> [PAGE EXTRACT]

::::::

GetDistanceFrom calculates the distance between two 2D points. The distance is equal to sqrt(horizontalDelta^2 + verticalDelta^2), where horizontalDelta is the difference in X between the points, and verticalDelta is the difference in Y between the points. This corresponds to the Pythagorean Theorem, which states a^2 + b^2 = c^2. If you imagine the two points forming a right triangle, the distance will correspond to the hypotenuse of the triangle, which is equal to the square root of c.

IsOverlapping calculates whether the two circles overlap. If the circles are further apart than their combined radii, then they do not overlap. Figure 1 illustrates when that would happen. Figure 2 shows two circles that are overlapping. You can see visually when we add the distance of the radii together, it is longer than the distance between the two circles. Therefore, the circles overlap.

### Circle colliders: example code

Here is an example program that you can run, modify the variables, and see for yourself that it works properly:

#include <iostream>
using namespace std;
int main()
{
Circle circle1 = {
.x = 0,
.y = 0,
};
Circle circle2 = {
.x = 2,
.y = 0,
};

cout << "circle1 overlaps circle2: " << (circle1.IsOverlapping(circle2) ? "true" : "false") << endl;
// prints "circle1 overlaps circle2: true"

Circle circle3 = {
.x = 5,
.y = 5
};

cout << "circle1 overlaps circle3: " << (circle1.IsOverlapping(circle3) ? "true" : "false") << endl;
// prints "circle1 overlaps circle3: false"

return 0;
}


### Axis-Aligned Bounding Rectangle Colliders

Another simple example of collision detection is with axis-aligned bounding rectangles, which are rectangles without rotation. The name sounds more complicated than it is. Axis-aligned just means that the rectangle is not rotated and therefore lines up with the x and y axis. It simplifies the math to not have to worry about the rectangles rotating when calculating collisions. The way you can tell if two axis-aligned bounding rectangles overlap is by checking the relationship between the two sides of each rectangle. If any side is past the opposite side, then they don’t overlap. The images below will add clarity.

Take a look at this image of two overlapping rectangles: Figure 3: Two overlapping rectangles

We define a rectangle as a position with a width and a height. The X position increases to the right, and the Y position increases as we go down. If you work in a different coordinate system you will need to modify the equations that will soon follow. But the principles should be the same for detecting overlap between two axis-aligned rectangles. The rectangles in each figure are axis-aligned, meaning they are not rotated relative to the x and y axis.

::::::

> [SET EXERCISE] Update everything from "We define a" down to "to the x and y axis." in the collision detection text, putting "reference frame" in place of "coordinate system". The material after this point comes from a different source.

> [DATASET RECORDS]
::::::

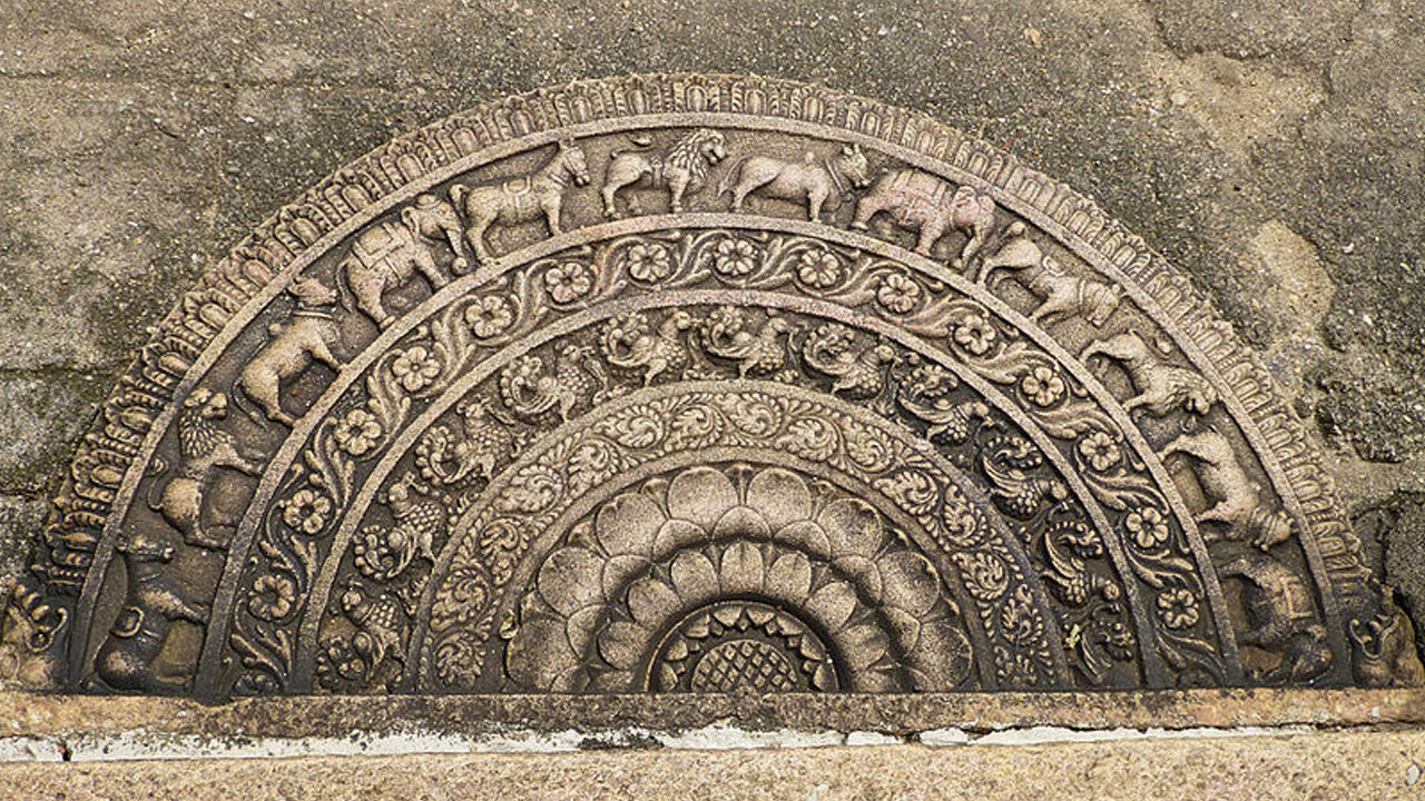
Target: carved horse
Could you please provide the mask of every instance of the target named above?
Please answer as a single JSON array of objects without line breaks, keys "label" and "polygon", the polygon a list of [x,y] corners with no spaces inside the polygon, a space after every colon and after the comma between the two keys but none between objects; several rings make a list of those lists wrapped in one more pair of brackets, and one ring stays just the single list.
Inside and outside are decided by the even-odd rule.
[{"label": "carved horse", "polygon": [[1197,483],[1213,500],[1213,506],[1197,515],[1198,523],[1226,523],[1227,539],[1245,540],[1261,550],[1291,536],[1291,519],[1263,506],[1261,485],[1243,470],[1226,436],[1213,429],[1184,433],[1163,449],[1161,458],[1174,453],[1197,462]]},{"label": "carved horse", "polygon": [[1139,391],[1123,402],[1127,412],[1141,406],[1161,418],[1181,405],[1193,415],[1206,415],[1217,403],[1217,391],[1206,378],[1167,363],[1133,331],[1090,342],[1079,359],[1087,362],[1090,356],[1107,356],[1123,365],[1133,388]]},{"label": "carved horse", "polygon": [[554,157],[532,175],[484,187],[450,187],[450,200],[465,211],[469,224],[465,238],[475,258],[483,262],[494,258],[484,244],[484,232],[494,222],[512,225],[544,217],[549,235],[557,237],[563,231],[559,211],[570,184],[589,184],[589,161],[573,140],[559,143]]},{"label": "carved horse", "polygon": [[985,258],[979,281],[989,285],[989,277],[996,269],[1013,269],[1015,278],[1040,299],[1029,319],[1049,322],[1056,315],[1083,315],[1097,328],[1119,308],[1121,286],[1069,272],[1025,235],[1023,222],[1012,222],[1005,232],[1009,239],[995,255]]}]

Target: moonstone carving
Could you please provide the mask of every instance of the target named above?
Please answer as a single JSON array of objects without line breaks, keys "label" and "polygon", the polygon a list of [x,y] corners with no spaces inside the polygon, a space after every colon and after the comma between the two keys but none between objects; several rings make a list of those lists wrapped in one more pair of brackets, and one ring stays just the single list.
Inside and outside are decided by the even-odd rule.
[{"label": "moonstone carving", "polygon": [[919,114],[636,76],[403,135],[214,265],[84,439],[31,684],[1415,681],[1188,281]]}]

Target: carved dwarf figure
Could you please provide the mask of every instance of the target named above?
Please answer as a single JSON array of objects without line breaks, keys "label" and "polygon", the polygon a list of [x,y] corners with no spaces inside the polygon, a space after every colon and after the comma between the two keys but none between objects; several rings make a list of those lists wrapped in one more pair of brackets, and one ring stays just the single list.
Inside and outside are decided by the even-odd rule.
[{"label": "carved dwarf figure", "polygon": [[1197,463],[1197,482],[1213,500],[1207,510],[1197,515],[1198,523],[1226,523],[1227,539],[1248,542],[1261,550],[1291,536],[1291,519],[1263,505],[1261,485],[1243,470],[1226,436],[1213,429],[1184,433],[1170,442],[1161,456],[1167,459],[1174,453]]},{"label": "carved dwarf figure", "polygon": [[332,318],[336,292],[315,278],[298,279],[288,292],[296,298],[296,311],[285,324],[268,326],[272,339],[242,368],[237,385],[268,419],[291,428],[296,420],[282,410],[282,382],[301,375],[312,361],[333,371],[341,371],[342,363],[332,355],[332,346],[341,342]]},{"label": "carved dwarf figure", "polygon": [[1039,249],[1025,234],[1025,224],[1015,221],[1005,229],[1007,239],[993,255],[985,258],[980,268],[980,284],[989,285],[996,269],[1013,269],[1016,279],[1040,299],[1029,319],[1049,322],[1056,315],[1082,315],[1094,328],[1107,322],[1109,315],[1119,308],[1123,288],[1074,275],[1053,257]]},{"label": "carved dwarf figure", "polygon": [[164,576],[162,566],[174,559],[171,546],[135,532],[117,550],[124,557],[128,594],[94,668],[114,690],[180,693],[185,683],[160,677],[154,660],[175,620],[201,626],[208,621],[208,607],[185,600]]},{"label": "carved dwarf figure", "polygon": [[876,180],[856,204],[851,227],[866,229],[871,218],[889,212],[901,228],[916,231],[915,252],[928,257],[950,231],[970,237],[955,265],[969,264],[995,229],[995,201],[970,185],[953,187],[929,172],[895,170]]},{"label": "carved dwarf figure", "polygon": [[[651,140],[634,140],[640,151],[653,145]],[[683,195],[697,192],[707,182],[708,168],[727,158],[727,143],[721,131],[698,128],[673,145],[663,158],[650,158],[638,151],[613,151],[604,170],[604,217],[618,218],[618,191],[626,187],[668,190],[673,214],[683,214]],[[630,210],[633,211],[633,210]],[[637,214],[637,212],[634,212]]]},{"label": "carved dwarf figure", "polygon": [[1281,654],[1277,667],[1258,671],[1267,683],[1310,681],[1331,666],[1325,626],[1305,582],[1287,566],[1264,553],[1244,553],[1217,569],[1217,574],[1241,577],[1243,599],[1251,629],[1237,641]]},{"label": "carved dwarf figure", "polygon": [[559,237],[559,212],[570,184],[589,184],[589,162],[573,140],[564,140],[559,143],[554,157],[533,175],[486,187],[450,187],[450,200],[465,211],[469,222],[465,238],[470,242],[475,258],[482,262],[494,258],[484,244],[484,232],[496,222],[513,225],[543,217],[549,235]]},{"label": "carved dwarf figure", "polygon": [[182,534],[185,543],[207,550],[224,550],[227,543],[214,536],[202,523],[202,499],[219,467],[239,470],[249,476],[261,473],[261,466],[238,452],[232,435],[218,426],[228,416],[228,396],[200,386],[182,403],[178,415],[178,475],[168,479],[155,502],[148,505]]},{"label": "carved dwarf figure", "polygon": [[807,153],[801,162],[782,161],[771,155],[747,155],[737,161],[718,184],[717,194],[732,192],[732,211],[742,211],[748,194],[807,201],[807,219],[821,219],[821,208],[828,201],[835,208],[851,190],[871,184],[866,174],[866,154],[861,145],[844,145],[832,158],[818,158]]}]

::::::

> [ANSWER TO THE PROBLEM]
We define a rectangle as a position with a width and a height. The X position increases to the right, and the Y position increases as we go down. If you work in a different reference frame you will need to modify the equations that will soon follow. But the principles should be the same for detecting overlap between two axis-aligned rectangles. The rectangles in each figure are axis-aligned, meaning they are not rotated relative to the x and y axis.